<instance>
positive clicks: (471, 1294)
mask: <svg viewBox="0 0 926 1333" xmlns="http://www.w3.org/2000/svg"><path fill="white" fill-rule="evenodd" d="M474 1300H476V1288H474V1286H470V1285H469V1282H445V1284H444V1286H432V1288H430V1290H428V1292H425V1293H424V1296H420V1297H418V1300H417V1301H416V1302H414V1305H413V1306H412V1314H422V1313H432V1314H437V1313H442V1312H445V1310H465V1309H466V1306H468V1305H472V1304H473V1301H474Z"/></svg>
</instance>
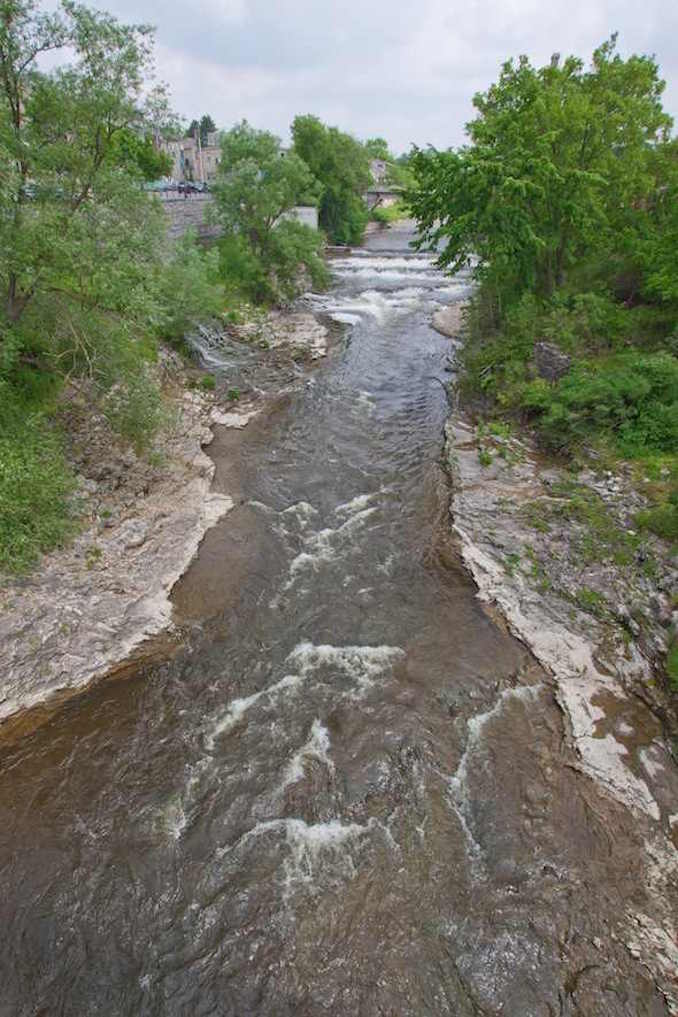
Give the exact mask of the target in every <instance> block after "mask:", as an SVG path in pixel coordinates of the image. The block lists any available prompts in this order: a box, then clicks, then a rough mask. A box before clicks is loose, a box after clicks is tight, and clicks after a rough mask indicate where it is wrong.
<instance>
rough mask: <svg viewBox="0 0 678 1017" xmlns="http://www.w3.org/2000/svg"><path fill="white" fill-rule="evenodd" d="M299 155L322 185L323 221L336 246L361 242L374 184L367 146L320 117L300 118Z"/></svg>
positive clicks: (292, 129) (298, 151)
________________________________________
Among the lines of the listing above, which ones hold "instance"? Copy them.

<instance>
</instance>
Give the exact mask of the target in every <instance> block after "mask:", as an SVG path in pixel coordinates of the image. The block lists any available prompts in this order: a box, then clicks, then a rough mask. A box before clicks is loose, a box after clicks is tight, and clicks after a rough mask indicate where it is wrong.
<instance>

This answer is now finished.